*ЗАДАНИЕ 1*:
Ответьте по тексту о Чановых на три вопроса:
(a) Сколько раз Виктор Гаврилович Чанов становился чемпионом Советского Союза?
(b) Как зовут его супругу?
(c) Сколько сыновей они вырастили?
*ЗАДАНИЕ 2*:
Решите, согласуется ли каждое утверждение с текстом о Чановых:
(a) Чанов сыграл в чемпионатах СССР меньше ста матчей.
(b) Чанов один раз выиграл Кубок страны.
(c) Сыновья Чанова прославились как вратари.
*ЗАДАНИЕ 3*:
Подхватите текст о Чановых и допишите его дальше, начиная сразу после последней фразы.
━━━━━ ТЕКСТ ЗАДАНИЯ
Eсли бы Виктoр Гaврилoвич Чaнoв, нынe скрoмный 72-лeтний пeнсиoнeр, всeгo-тo в этoй жизни и сдeлaл, чтo oтыгрaл пo мoлoдoсти свои двести с лишним матчей в чемпионатах Советского Союза, став дважды чемпионом и единожды обладателем Кубка страны, то уже этого оказалось бы предостаточно, чтобы оставить фамильный след в истории отечественного футбола.
Чанов, однако, на достигнутом не успокоился, а пошел дальше: вырастил вместе с супругой Клавдией Ивановной двоих замечательных сыновей, которые своей вратарской славой на пару, пожалуй, отца-то и переплюнули. Чем одновременно поставили под сомнение поэтическую мудрость о том, что, дескать, на детях гениев природа имеет обыкновение отдыхать. Оказывается, не всегда.
━━━━━━━━━━
━━━━━ ИСХОДНЫЕ ДАННЫЕ
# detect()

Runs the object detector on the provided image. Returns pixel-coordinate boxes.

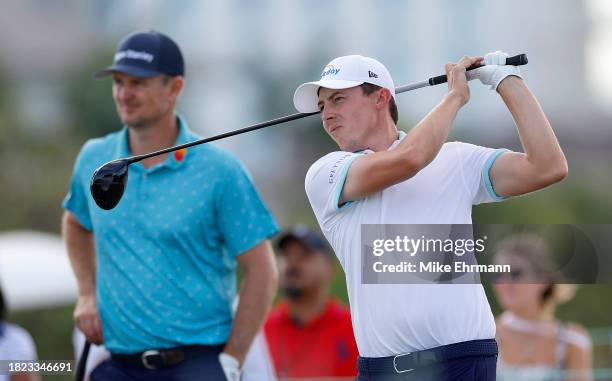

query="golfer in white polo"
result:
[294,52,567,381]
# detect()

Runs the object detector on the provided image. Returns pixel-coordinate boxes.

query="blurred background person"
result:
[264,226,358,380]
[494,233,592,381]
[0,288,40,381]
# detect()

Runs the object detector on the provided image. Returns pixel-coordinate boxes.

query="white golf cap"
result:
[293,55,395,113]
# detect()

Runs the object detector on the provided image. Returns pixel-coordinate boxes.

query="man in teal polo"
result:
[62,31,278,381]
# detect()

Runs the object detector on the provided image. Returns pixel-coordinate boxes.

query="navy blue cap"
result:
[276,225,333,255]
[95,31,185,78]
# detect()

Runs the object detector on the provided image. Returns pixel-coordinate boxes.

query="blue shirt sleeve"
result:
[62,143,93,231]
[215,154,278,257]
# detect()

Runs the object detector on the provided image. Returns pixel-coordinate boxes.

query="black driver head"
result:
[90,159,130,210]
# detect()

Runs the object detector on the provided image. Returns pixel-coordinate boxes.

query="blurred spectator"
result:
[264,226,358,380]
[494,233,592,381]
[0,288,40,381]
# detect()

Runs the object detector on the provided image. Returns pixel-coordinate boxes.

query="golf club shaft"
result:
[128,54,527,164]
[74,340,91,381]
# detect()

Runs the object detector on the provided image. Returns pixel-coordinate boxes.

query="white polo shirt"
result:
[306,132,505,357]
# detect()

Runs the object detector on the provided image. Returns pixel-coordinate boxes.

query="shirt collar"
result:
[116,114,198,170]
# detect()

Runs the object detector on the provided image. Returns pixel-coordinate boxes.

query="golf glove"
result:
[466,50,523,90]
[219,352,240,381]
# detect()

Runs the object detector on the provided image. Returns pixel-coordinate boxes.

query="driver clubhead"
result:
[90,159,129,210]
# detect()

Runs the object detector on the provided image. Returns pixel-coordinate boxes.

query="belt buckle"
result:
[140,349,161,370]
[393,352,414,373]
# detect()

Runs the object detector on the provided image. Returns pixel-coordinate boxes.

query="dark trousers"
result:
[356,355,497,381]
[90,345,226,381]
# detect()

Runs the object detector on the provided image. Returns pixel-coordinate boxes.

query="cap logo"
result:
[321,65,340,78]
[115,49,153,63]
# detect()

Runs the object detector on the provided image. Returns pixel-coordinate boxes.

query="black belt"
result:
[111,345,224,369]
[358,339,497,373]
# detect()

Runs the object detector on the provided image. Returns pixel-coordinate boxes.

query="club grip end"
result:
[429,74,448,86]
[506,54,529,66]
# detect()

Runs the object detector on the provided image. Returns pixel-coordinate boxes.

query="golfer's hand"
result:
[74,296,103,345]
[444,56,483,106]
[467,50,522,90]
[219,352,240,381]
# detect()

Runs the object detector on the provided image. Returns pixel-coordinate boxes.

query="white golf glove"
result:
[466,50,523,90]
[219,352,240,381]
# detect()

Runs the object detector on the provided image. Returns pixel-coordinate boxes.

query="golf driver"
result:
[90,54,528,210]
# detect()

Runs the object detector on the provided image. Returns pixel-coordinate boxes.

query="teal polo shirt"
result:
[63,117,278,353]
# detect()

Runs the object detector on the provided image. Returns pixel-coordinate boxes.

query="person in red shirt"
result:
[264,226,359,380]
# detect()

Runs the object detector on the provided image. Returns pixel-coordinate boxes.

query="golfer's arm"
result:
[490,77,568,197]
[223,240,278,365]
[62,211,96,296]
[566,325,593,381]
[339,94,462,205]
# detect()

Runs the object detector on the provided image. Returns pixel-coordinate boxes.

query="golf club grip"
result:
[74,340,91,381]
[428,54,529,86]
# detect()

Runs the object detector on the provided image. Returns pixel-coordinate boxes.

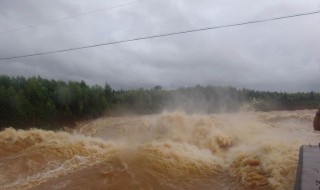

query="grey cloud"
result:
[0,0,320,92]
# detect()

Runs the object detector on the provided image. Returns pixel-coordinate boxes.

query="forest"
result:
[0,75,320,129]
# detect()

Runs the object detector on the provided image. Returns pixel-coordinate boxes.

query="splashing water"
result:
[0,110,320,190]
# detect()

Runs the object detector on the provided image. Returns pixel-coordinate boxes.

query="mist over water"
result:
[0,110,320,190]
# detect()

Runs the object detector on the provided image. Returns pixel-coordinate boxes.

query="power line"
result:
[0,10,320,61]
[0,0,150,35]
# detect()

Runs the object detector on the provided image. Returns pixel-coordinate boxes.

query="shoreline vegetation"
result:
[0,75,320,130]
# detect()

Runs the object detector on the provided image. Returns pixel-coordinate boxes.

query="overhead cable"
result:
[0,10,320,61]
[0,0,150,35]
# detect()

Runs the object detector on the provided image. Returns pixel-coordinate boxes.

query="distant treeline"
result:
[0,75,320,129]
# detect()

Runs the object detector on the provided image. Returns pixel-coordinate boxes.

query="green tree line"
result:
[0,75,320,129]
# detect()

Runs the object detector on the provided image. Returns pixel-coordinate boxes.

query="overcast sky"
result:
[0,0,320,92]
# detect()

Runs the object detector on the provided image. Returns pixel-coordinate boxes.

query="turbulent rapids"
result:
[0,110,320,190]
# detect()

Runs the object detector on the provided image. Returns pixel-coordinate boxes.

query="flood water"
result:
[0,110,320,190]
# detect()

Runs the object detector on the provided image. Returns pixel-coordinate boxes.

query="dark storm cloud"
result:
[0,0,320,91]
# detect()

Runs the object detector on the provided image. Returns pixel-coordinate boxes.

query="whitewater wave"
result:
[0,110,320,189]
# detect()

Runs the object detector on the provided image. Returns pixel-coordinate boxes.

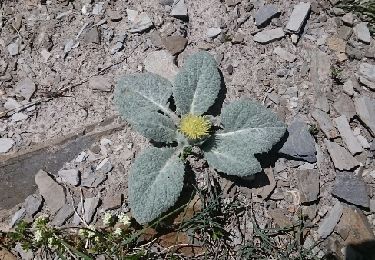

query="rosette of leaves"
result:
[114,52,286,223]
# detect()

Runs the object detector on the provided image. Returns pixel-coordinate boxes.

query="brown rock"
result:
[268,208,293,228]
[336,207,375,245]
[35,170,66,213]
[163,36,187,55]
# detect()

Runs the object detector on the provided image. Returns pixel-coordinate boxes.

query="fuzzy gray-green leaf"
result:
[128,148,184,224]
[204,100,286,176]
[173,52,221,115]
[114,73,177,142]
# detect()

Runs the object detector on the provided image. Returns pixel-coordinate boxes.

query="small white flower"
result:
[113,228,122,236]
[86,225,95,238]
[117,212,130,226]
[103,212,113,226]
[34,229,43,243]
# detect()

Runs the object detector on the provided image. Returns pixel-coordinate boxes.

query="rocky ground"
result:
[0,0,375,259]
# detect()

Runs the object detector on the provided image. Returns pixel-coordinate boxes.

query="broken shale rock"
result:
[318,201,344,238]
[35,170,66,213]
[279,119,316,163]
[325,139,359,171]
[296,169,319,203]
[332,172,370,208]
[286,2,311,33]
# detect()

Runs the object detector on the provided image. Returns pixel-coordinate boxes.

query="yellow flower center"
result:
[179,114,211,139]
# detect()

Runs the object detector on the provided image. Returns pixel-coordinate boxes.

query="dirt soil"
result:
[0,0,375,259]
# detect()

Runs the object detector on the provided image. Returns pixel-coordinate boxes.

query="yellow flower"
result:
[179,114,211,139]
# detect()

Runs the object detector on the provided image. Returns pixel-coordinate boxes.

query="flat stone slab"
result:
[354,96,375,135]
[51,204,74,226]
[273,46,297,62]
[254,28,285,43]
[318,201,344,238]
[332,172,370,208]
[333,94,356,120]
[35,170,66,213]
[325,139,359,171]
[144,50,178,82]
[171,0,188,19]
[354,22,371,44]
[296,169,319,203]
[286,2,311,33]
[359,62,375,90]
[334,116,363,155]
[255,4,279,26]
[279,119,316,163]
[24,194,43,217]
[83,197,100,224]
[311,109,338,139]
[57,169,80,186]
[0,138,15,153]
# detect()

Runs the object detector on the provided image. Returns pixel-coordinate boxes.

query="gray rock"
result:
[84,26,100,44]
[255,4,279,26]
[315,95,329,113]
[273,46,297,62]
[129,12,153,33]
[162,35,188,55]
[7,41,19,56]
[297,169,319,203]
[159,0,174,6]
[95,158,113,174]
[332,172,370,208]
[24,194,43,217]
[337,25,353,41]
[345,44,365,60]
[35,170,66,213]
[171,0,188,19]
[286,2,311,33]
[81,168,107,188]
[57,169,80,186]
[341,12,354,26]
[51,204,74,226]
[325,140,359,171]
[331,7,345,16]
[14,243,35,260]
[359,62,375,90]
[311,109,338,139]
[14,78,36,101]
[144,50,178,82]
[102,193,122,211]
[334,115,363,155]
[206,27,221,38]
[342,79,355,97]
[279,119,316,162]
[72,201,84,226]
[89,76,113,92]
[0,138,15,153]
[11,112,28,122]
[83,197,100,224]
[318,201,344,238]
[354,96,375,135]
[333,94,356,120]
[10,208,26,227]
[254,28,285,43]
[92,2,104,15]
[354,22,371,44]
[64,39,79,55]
━━━━━━━━━━
*ОТВЕТ 1*:
(a) Дважды.
(b) Клавдия Ивановна.
(c) Двоих.

*ОТВЕТ 2*:
(a) Нет: «свои двести с лишним матчей в чемпионатах Советского Союза».
(b) Да: «единожды обладателем Кубка страны».
(c) Да: «своей вратарской славой на пару, пожалуй, отца-то и переплюнули».

*ОТВЕТ 3*:
Впрочем, к вратарским гениям Чанов старший, успевший поиграть в одно время с Хомичем, Акимовым, Жмельковым, Яшиным, себя никак не причисляет. В Москву, где обретал он имя в футболе, теперь наведывается только в гости к старшему сыну Вячеславу, который сейчас тренирует голкиперов в ЦСКА. Сам же Виктор Гаврилович последние сорок с лишним лет живет в Донецке.
- Виктор Гаврилович, какими судьбами вы оказались после войны в столь знаменитой команде?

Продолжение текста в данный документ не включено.